== The data ==

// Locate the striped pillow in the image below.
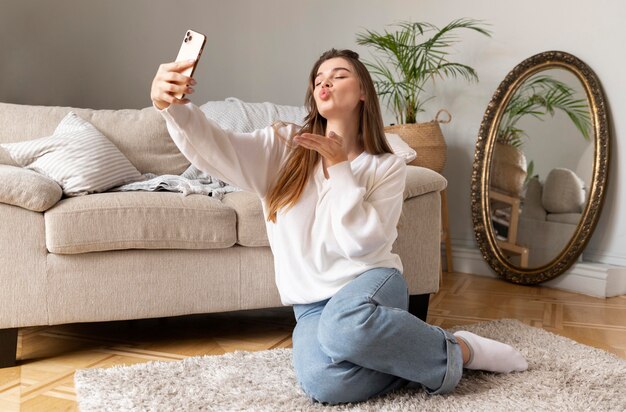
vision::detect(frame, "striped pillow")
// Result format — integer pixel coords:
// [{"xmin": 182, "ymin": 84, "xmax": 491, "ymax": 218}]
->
[{"xmin": 0, "ymin": 112, "xmax": 142, "ymax": 196}]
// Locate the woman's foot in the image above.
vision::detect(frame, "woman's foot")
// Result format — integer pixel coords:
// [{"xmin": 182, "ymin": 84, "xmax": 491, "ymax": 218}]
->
[{"xmin": 454, "ymin": 331, "xmax": 528, "ymax": 373}]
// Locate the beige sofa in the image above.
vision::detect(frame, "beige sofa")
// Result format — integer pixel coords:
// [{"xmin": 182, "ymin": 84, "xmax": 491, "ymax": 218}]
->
[
  {"xmin": 517, "ymin": 170, "xmax": 586, "ymax": 267},
  {"xmin": 0, "ymin": 101, "xmax": 446, "ymax": 368}
]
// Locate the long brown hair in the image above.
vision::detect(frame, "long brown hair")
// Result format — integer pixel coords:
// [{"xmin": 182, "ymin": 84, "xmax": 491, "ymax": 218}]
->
[{"xmin": 265, "ymin": 49, "xmax": 392, "ymax": 222}]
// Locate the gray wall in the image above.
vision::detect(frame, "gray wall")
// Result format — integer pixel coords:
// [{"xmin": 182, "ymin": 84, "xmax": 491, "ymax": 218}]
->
[{"xmin": 2, "ymin": 0, "xmax": 625, "ymax": 270}]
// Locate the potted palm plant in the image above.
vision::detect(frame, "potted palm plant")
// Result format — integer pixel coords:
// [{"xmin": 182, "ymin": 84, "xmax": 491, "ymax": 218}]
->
[
  {"xmin": 356, "ymin": 19, "xmax": 491, "ymax": 172},
  {"xmin": 492, "ymin": 74, "xmax": 592, "ymax": 196}
]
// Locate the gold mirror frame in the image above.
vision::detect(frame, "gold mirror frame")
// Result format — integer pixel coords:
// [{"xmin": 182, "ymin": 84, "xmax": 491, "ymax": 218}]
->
[{"xmin": 471, "ymin": 51, "xmax": 610, "ymax": 284}]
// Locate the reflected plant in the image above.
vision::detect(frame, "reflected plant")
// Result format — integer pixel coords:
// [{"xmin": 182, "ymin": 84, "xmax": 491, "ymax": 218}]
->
[
  {"xmin": 497, "ymin": 74, "xmax": 592, "ymax": 148},
  {"xmin": 524, "ymin": 160, "xmax": 535, "ymax": 185}
]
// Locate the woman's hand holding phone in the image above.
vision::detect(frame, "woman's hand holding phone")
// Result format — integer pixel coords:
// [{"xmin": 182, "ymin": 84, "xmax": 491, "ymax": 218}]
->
[
  {"xmin": 150, "ymin": 60, "xmax": 196, "ymax": 110},
  {"xmin": 151, "ymin": 29, "xmax": 206, "ymax": 110}
]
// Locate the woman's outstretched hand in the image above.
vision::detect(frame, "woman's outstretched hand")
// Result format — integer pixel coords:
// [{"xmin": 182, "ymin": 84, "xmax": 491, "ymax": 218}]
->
[
  {"xmin": 150, "ymin": 60, "xmax": 197, "ymax": 110},
  {"xmin": 294, "ymin": 131, "xmax": 348, "ymax": 167}
]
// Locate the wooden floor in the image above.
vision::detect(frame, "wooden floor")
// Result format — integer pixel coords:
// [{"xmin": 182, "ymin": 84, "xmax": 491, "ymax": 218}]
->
[{"xmin": 1, "ymin": 271, "xmax": 625, "ymax": 411}]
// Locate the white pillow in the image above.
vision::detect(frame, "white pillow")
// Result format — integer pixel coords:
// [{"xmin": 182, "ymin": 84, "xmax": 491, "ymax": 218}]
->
[
  {"xmin": 385, "ymin": 133, "xmax": 417, "ymax": 164},
  {"xmin": 542, "ymin": 168, "xmax": 586, "ymax": 214},
  {"xmin": 0, "ymin": 112, "xmax": 143, "ymax": 196}
]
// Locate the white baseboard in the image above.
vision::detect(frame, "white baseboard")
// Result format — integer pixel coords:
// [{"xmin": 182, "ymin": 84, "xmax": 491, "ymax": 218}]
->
[
  {"xmin": 445, "ymin": 242, "xmax": 626, "ymax": 298},
  {"xmin": 582, "ymin": 249, "xmax": 626, "ymax": 267}
]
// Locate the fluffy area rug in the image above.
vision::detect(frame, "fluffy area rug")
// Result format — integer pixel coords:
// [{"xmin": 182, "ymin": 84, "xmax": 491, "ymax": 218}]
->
[{"xmin": 74, "ymin": 319, "xmax": 626, "ymax": 411}]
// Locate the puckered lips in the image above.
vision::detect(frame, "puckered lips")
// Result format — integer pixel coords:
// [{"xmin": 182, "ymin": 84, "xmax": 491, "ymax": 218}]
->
[{"xmin": 319, "ymin": 88, "xmax": 331, "ymax": 101}]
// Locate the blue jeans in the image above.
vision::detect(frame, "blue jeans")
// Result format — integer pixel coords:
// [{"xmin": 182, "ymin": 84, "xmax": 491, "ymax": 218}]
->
[{"xmin": 292, "ymin": 267, "xmax": 463, "ymax": 405}]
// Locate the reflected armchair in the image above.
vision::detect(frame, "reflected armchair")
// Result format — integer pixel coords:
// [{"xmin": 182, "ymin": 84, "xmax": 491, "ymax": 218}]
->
[{"xmin": 518, "ymin": 168, "xmax": 586, "ymax": 267}]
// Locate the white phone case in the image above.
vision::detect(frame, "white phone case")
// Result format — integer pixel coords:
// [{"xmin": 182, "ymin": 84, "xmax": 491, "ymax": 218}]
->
[{"xmin": 174, "ymin": 29, "xmax": 206, "ymax": 99}]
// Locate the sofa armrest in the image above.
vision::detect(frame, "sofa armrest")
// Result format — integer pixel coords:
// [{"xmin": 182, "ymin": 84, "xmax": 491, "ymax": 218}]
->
[
  {"xmin": 0, "ymin": 165, "xmax": 63, "ymax": 212},
  {"xmin": 0, "ymin": 204, "xmax": 49, "ymax": 328},
  {"xmin": 520, "ymin": 177, "xmax": 547, "ymax": 221},
  {"xmin": 403, "ymin": 165, "xmax": 447, "ymax": 200},
  {"xmin": 394, "ymin": 166, "xmax": 447, "ymax": 298}
]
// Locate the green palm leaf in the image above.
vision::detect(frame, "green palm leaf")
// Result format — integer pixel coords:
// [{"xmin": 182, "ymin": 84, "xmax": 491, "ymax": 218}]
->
[
  {"xmin": 497, "ymin": 74, "xmax": 592, "ymax": 146},
  {"xmin": 356, "ymin": 19, "xmax": 491, "ymax": 123}
]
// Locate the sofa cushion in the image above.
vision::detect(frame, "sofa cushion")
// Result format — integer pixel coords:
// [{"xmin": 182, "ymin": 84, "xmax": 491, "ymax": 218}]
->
[
  {"xmin": 0, "ymin": 165, "xmax": 63, "ymax": 212},
  {"xmin": 1, "ymin": 112, "xmax": 144, "ymax": 196},
  {"xmin": 546, "ymin": 213, "xmax": 582, "ymax": 225},
  {"xmin": 222, "ymin": 191, "xmax": 269, "ymax": 247},
  {"xmin": 44, "ymin": 192, "xmax": 236, "ymax": 254},
  {"xmin": 0, "ymin": 102, "xmax": 190, "ymax": 175}
]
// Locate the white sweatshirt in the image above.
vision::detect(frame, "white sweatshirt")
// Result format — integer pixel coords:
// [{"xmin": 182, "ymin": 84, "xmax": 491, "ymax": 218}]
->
[{"xmin": 160, "ymin": 103, "xmax": 406, "ymax": 305}]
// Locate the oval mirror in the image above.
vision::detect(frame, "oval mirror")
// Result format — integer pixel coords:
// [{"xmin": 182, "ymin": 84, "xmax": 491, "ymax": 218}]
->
[{"xmin": 471, "ymin": 51, "xmax": 610, "ymax": 284}]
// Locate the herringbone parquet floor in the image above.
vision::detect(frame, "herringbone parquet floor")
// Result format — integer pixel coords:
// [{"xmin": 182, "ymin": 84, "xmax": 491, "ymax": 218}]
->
[{"xmin": 1, "ymin": 272, "xmax": 625, "ymax": 411}]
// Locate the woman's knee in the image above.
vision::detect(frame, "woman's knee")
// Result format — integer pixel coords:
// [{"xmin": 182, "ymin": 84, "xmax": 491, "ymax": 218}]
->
[{"xmin": 317, "ymin": 297, "xmax": 376, "ymax": 361}]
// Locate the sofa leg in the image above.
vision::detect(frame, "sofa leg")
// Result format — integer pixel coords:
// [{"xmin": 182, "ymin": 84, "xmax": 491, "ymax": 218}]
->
[
  {"xmin": 0, "ymin": 328, "xmax": 18, "ymax": 368},
  {"xmin": 409, "ymin": 294, "xmax": 430, "ymax": 322}
]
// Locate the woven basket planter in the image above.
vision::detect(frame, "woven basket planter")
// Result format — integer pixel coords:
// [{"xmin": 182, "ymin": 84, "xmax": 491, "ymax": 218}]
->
[
  {"xmin": 490, "ymin": 142, "xmax": 527, "ymax": 197},
  {"xmin": 384, "ymin": 109, "xmax": 450, "ymax": 173}
]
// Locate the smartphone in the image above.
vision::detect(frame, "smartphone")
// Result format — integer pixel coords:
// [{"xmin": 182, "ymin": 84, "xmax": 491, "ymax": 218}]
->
[{"xmin": 173, "ymin": 29, "xmax": 206, "ymax": 99}]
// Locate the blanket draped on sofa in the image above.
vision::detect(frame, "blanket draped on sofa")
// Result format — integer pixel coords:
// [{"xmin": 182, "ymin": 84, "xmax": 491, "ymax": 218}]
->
[{"xmin": 112, "ymin": 164, "xmax": 241, "ymax": 199}]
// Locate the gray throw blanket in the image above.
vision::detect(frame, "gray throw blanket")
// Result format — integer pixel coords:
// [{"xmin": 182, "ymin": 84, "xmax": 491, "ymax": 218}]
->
[{"xmin": 112, "ymin": 165, "xmax": 241, "ymax": 200}]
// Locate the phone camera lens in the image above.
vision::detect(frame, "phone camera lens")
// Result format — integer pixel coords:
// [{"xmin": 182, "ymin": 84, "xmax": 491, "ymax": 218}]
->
[{"xmin": 188, "ymin": 34, "xmax": 193, "ymax": 41}]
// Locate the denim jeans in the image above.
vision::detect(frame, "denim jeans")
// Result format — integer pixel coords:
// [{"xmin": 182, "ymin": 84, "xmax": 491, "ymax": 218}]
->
[{"xmin": 292, "ymin": 267, "xmax": 463, "ymax": 405}]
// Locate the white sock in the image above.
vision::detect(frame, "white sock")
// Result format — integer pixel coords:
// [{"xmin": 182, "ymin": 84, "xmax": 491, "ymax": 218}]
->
[{"xmin": 454, "ymin": 331, "xmax": 528, "ymax": 373}]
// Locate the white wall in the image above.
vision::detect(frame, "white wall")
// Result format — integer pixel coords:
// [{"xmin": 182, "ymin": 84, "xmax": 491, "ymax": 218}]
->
[{"xmin": 1, "ymin": 0, "xmax": 624, "ymax": 270}]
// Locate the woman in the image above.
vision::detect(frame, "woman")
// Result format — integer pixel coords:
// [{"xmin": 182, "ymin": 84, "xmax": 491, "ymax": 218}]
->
[{"xmin": 151, "ymin": 49, "xmax": 527, "ymax": 404}]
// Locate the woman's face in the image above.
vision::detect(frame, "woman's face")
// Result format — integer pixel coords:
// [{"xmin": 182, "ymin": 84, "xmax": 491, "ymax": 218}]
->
[{"xmin": 313, "ymin": 57, "xmax": 364, "ymax": 120}]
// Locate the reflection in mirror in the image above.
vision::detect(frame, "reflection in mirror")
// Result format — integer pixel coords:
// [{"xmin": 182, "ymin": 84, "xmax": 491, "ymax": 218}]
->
[
  {"xmin": 489, "ymin": 68, "xmax": 592, "ymax": 268},
  {"xmin": 471, "ymin": 51, "xmax": 610, "ymax": 285}
]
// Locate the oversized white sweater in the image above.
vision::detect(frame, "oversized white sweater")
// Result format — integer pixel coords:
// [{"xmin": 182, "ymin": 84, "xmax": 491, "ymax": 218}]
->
[{"xmin": 160, "ymin": 103, "xmax": 406, "ymax": 305}]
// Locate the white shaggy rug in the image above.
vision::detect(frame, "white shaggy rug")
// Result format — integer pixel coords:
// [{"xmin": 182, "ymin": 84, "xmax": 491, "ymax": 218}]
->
[{"xmin": 74, "ymin": 319, "xmax": 626, "ymax": 411}]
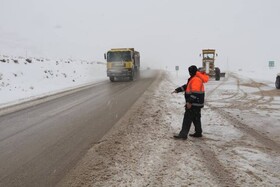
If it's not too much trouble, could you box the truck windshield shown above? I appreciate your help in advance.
[107,51,132,62]
[203,54,214,59]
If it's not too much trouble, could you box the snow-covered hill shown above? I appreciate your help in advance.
[0,55,107,106]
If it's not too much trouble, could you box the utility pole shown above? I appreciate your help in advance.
[226,56,229,72]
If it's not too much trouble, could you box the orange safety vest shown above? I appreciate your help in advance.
[186,76,205,93]
[185,71,209,107]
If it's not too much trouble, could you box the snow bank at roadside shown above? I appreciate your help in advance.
[232,67,279,87]
[0,55,107,106]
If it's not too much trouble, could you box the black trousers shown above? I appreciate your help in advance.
[179,107,202,137]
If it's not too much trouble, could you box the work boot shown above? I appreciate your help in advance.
[173,135,187,140]
[189,133,202,138]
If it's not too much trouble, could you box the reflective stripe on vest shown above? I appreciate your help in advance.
[192,103,204,107]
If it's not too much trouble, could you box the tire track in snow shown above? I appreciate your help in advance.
[194,141,238,187]
[206,103,280,153]
[229,74,274,109]
[206,74,280,153]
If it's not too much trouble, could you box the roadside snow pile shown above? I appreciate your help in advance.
[0,54,107,106]
[232,67,279,87]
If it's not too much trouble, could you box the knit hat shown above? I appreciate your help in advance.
[188,65,198,76]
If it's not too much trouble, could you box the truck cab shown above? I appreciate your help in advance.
[104,48,140,82]
[202,49,216,77]
[200,49,224,81]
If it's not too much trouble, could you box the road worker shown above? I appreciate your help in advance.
[172,65,209,140]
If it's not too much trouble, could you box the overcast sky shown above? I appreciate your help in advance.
[0,0,279,70]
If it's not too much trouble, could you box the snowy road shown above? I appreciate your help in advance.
[0,70,160,187]
[58,72,280,187]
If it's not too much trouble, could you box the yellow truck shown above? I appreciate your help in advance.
[104,48,140,82]
[200,49,225,81]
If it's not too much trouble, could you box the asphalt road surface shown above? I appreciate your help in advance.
[0,70,161,187]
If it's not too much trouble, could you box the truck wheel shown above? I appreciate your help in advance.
[129,71,134,81]
[215,68,220,81]
[110,77,115,82]
[276,75,280,89]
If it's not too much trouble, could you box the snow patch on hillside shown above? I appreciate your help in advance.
[0,55,107,106]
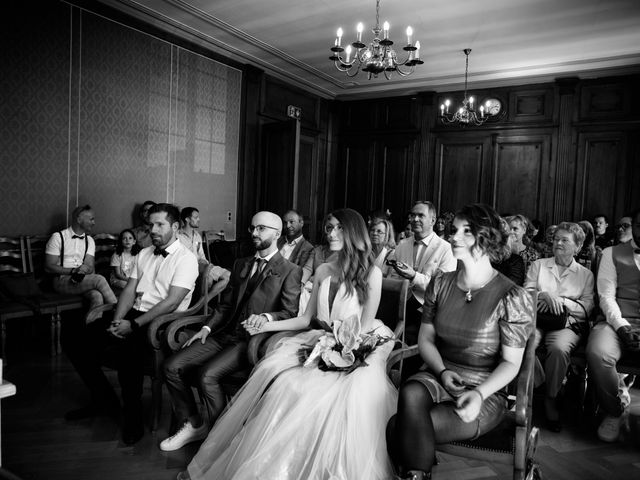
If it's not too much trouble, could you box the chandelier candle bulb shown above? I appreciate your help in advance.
[336,28,343,47]
[415,40,420,58]
[445,99,450,113]
[480,105,485,117]
[356,22,363,42]
[406,26,413,45]
[345,45,352,62]
[469,96,474,107]
[383,21,389,38]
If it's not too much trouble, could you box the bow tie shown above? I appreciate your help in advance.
[72,235,85,239]
[153,247,169,257]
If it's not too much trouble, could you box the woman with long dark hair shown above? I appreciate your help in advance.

===

What you need to do:
Among the records above, find each line holding "palm" and list it.

The completed task:
// Locate the potted palm plant in the image above.
vision::detect(frame, "potted palm plant")
// Locate the green palm leaf in the image above.
vision::detect(frame, "green palm leaf")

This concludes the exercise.